• _Your tasks_:
A. Retype everything in the model servers documentation from "See here for" down to "Spell model servers.".
B. According to the model servers documentation, what two keys does the batching_config parameter have?

• _Text shown_:

=====

Model Servers

See here for additional information regarding model servers.

class SpellClient.servers
class ModelServersService(client)

A class for managing Spell model servers.

list()

Lists model servers.

Parameters

name (str) – Model server name

Returns

A list of ModelServer objects.

Raises

ClientException – an error occured.

get(name)

Get a model server.

Parameters

name (str) – model server name

Returns

A ModelServer.

Raises

ClientException – an error occured.

rm(name)

Remove a model server.

Parameters

name (str) – Model server name

Raises

ClientException – an error occured.

serve(model, entrypoint, github_url, **kwargs)

Create a new model server using a model.

Parameters
  • model (str) – Targeted model, should be in MODEL:VERSION format

  • entrypoint (str) – Path to the file to be used as the model server entrypoint, e.g. serve.py or similar.

  • github_url (str) – a GitHub URL to a repository for code to include in the server.

  • github_ref (str, optional) – a reference to a commit, branch, or tag in the repository corresponding to github_url for code to include in the run (default: master).

  • commit_ref (str, optional) – git commit hash to use (default: HEAD).

  • name (str, optional) – Name of the model server. Defaults to the model name.

  • node_group (str, optional) – Name of the node group to serve from. Defaults to the default node group.

  • classname (str, optional) – Name of the Predictor class. Only required if more then one predictor exists in the entrypoint.

  • pip_packages (list of str, optional) – pip dependencies (default: None). For example: ["moviepy", "scikit-image"].

  • apt_packages (list of str, optional) – apt dependencies (default: None). For example: ["python-tk", "ffmpeg"]

  • requirements_file (str, optional) – a path to a pip requirements file.

  • envvars (dict of str -> str, optional) – name to value mapping of environment variables for the server (default: None).

  • attached_resources (dict of str -> str, optional) – resource name to mountpoint mapping of attached resouces for the run (default: None). For example: {"runs/42" : "/mnt/data"}

  • resource_requirements (dict of str -> str, optional) – configuration mapping for node resource requirements: CPU, GPU, RAM, etcetera. Has sane default values.

  • num_processes (int) – The number of processes to run the model server on. By default this is (2 * numberOfCores) + 1, or equal to the available GPUs if applicable.

  • pod_autoscale_config (dict of str -> str, optional) – configuration mapping for pod autoscaling: min_pods, max_pods, target_cpu_utilization, target_requests_per_second. Has sane default values.

  • enable_batching (bool, optional) – Whether or not to enable model server batching. Defaults to False.

  • batching_config (dict of str -> int, optional) – If model server batching is enabled, the values passed to this parameter are used to configure it. If left empty, the default batching parameter values will be used. Has two keys: max_batch_size and request_timeout.

=====

• _Dataset extract_:
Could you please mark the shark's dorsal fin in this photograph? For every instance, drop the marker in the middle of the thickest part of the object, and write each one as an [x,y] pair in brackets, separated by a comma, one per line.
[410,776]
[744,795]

=====

• _Results in order_:
A.
See here for additional information regarding model servers.

class SpellClient.servers
class ModelServersService(client)

A class for managing Spell model servers.

B. max_batch_size and request_timeout